> _BRANO DA LEGGERE_

--- --- ---

L'invidia ha per corteo e famiglia la maldicenza, la calunnia, le truffe, i sospetti, le simulazioni, gli odi, le seduzioni, le guerre, gli scismi, le eresie, le ribellioni politiche e religiose. Perisca dunque l'invidia, madre di tanti mali e di tante sciagure! «Gli invidiosi, come dice S. Prospero, amano il male, piangono il bene, godono dell’altrui rovina, si rattristano dell'altrui fortuna, si consumano nell'odio, sono pieni di ipocrisia; sempre riboccanti di amarezza e di livore, sempre infidi, sono amici del demonio, avversari di Dio, nemici della società e di se stessi. Afflitti e tormentati di ciò che dovrebbe consolarli, lieti e ridenti di quello di cui dovrebbero piangere, si rendono ridicoli e odiosi a tutto il mondo. Perversi e crudeli con se stessi, tali sono ancora a danno degli altri» (De vita contempl. lb. III, C. IX).

--- --- ---

> _DATI DELL'ESERCIZIO_

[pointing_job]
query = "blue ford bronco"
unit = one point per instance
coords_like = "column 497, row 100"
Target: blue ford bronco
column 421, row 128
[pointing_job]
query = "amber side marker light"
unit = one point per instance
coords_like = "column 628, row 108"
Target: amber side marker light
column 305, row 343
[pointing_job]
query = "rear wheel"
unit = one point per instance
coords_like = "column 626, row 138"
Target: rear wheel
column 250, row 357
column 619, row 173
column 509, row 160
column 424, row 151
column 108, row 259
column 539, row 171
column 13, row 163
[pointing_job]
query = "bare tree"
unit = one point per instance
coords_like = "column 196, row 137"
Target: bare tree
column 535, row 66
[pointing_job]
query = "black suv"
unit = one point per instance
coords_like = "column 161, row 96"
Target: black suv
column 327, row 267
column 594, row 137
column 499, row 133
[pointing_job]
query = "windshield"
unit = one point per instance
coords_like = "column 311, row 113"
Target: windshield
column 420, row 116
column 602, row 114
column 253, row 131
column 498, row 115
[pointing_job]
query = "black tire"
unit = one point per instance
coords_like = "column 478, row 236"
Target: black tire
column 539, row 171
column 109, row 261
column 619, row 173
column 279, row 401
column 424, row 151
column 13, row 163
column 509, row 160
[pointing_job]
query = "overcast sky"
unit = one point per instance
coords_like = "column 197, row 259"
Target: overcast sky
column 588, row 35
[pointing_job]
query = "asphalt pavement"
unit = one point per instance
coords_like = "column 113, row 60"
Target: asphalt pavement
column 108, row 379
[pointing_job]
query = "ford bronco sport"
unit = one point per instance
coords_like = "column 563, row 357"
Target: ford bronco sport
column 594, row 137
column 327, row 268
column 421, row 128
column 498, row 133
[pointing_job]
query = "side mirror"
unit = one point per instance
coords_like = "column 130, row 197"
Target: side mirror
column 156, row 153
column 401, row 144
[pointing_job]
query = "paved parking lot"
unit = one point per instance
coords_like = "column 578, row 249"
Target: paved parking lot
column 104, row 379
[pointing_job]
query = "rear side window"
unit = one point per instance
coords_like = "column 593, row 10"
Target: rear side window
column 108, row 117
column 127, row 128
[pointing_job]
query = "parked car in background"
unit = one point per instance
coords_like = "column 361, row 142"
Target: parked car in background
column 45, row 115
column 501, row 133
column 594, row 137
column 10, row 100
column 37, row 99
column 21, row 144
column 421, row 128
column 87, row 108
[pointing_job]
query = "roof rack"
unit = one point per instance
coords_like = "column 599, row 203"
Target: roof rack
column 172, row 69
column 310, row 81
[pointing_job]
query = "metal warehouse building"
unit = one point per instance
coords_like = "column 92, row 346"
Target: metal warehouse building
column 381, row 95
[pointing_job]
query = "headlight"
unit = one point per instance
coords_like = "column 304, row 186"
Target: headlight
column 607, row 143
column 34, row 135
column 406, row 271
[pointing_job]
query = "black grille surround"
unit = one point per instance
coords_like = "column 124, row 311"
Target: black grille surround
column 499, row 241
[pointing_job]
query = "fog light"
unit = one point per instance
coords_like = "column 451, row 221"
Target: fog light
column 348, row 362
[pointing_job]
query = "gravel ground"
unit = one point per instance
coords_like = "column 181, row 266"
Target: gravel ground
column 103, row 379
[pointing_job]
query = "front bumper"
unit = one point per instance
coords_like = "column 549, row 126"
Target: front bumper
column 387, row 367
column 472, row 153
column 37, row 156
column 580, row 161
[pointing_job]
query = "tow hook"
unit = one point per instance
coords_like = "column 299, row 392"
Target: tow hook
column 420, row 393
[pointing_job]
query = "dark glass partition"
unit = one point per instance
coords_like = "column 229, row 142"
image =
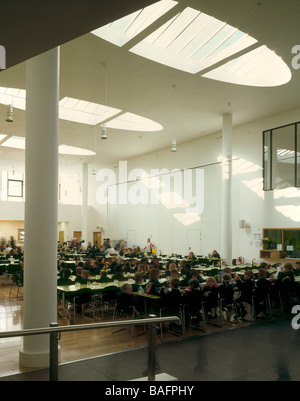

--- --- ---

> _CONSEGNA 1_
Secondo la citazione riportata nel brano sull'invidia, di chi sono amici gli invidiosi?
> _CONSEGNA 2_
Prosegua il brano sull'invidia dopo la sua ultima frase.
Il materiale non serve per svolgere il lavoro richiesto.

> _RISPOSTA 1_
Del demonio.

> _RISPOSTA 2_
L' invidia dapprima si nasconde; sono parole monche, frasi equivoche, maldicenze coperte; poi divengono calunnie, frodi, tradimenti; sono le movenze del serpente; ma quando è giunta, per mezzo di queste subdole arti, ad ottenere sopravvento, allora scoppia e scarica contro l'innocente, la cui gloria la confonde, insulti e beffe, con tutta l'impetuosità dell'odio e del rancore lungamente repressi; allora si abbandona agli eccessi della crudeltà, tanto più feroce quanto più ritardata.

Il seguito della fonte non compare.